::: Information supplied :::

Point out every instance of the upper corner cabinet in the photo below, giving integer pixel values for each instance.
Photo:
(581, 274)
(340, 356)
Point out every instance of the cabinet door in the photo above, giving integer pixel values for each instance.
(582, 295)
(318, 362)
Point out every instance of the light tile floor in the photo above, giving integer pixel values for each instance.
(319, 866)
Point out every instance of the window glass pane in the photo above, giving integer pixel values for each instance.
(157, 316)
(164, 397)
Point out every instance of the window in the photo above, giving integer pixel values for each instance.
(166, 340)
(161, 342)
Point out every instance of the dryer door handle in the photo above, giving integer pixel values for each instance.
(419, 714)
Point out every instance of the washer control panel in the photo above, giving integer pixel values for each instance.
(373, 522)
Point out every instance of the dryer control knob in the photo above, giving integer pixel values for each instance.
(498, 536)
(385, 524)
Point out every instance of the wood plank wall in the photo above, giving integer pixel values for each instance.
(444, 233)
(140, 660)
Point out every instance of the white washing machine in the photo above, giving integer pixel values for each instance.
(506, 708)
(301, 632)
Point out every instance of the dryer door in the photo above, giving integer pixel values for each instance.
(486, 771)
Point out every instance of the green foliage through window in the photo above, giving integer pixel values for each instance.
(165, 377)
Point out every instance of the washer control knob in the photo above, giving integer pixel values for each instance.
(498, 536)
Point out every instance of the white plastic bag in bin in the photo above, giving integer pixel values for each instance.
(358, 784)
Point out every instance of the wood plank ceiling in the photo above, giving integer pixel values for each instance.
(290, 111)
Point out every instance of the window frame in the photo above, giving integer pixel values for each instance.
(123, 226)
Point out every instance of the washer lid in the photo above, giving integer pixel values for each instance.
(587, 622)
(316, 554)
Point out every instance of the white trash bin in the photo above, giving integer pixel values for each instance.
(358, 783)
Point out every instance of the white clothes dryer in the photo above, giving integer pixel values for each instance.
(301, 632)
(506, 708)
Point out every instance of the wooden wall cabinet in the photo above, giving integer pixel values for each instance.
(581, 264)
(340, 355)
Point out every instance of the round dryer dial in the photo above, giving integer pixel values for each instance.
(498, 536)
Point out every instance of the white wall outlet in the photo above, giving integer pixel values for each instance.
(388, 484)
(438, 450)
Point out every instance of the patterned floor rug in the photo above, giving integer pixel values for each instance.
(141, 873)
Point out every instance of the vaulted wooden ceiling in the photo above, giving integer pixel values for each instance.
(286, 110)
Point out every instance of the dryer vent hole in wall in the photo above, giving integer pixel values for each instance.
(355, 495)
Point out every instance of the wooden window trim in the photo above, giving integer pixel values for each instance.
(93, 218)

:::

→ **Exercise directions**:
Copy every one of the lines above word for word, without changing anything.

→ **Full output**:
Point out every instance of the upper corner cabinet in the photo below, giving integer pixel values for each instance.
Photo:
(581, 274)
(340, 356)
Point out every instance of the cabinet door in the photo above, giving integer pixel values for each instance.
(582, 295)
(318, 362)
Point out every instance of the light tile floor in the photo above, giving integer pixel values for each instance.
(319, 866)
Point out every instance of the window glass pane in the photo above, giving integer pixel values for each instance.
(157, 316)
(164, 397)
Point out every instance of the window in the photo above, giving integer pixel values for each instance.
(166, 340)
(161, 342)
Point out every instance of the dryer door handle in the photo above, giving integer pixel values for each instance.
(419, 714)
Point out every instance of the washer control panel in the photo above, giving integer pixel values for each instance.
(373, 522)
Point out every instance of the dryer control knob in the photo above, giving integer pixel values for each instance.
(498, 536)
(385, 524)
Point out every instance of the wood plank wall in the photo above, giving integer pixel values for each instance.
(444, 233)
(140, 660)
Point out every instance of the white washing machine in the photo above, giving integer pixel values for each instance.
(506, 708)
(301, 632)
Point out every instance of the dryer door in the photo above, giving integer pixel values for each instance.
(486, 771)
Point out every instance of the green foliage through window in the photo above, giving integer pixel values for each instance.
(165, 377)
Point out every instance of the washer control knob in the photo above, giving integer pixel values for each instance.
(498, 536)
Point out every instance of the white plastic bag in bin in the photo above, giving integer pixel values for each instance.
(358, 784)
Point out every instance of the wood plank ceiling in the photo above, giving integer pixel values for each instance.
(290, 111)
Point out every instance of the window frame in the photo above, giving integer pixel values for each instance.
(123, 226)
Point out every instance of the washer lid in the photo above, giving integer pixel values for each instance.
(587, 622)
(316, 554)
Point out every instance of the white trash bin in the photo above, giving integer pixel values for each instance.
(358, 783)
Point out every instance of the white clothes dryer in the photo above, giving integer pixel values for each instance.
(301, 632)
(506, 708)
Point out every instance of the wooden wall cabinet in the photo above, giving integer pixel values for each instance.
(581, 264)
(340, 355)
Point out every instance of the round dryer dial in the photo above, giving integer pixel values for each instance.
(498, 536)
Point out every instance of the white wall outlet in the photo above, giving integer pixel values for each instance.
(388, 484)
(438, 450)
Point out every instance of the patterned floor rug in the photo above, giving integer pixel values for each instance.
(141, 873)
Point out every instance of the vaulted wooden ceiling in the photo above, giving integer pixel values for each instance.
(286, 110)
Point out every instance of the dryer vent hole in wall in the photo above, giving integer pixel values for each instance.
(355, 495)
Point out every instance of the wooden window trim in the photo above, giving integer pixel values for each instance.
(93, 218)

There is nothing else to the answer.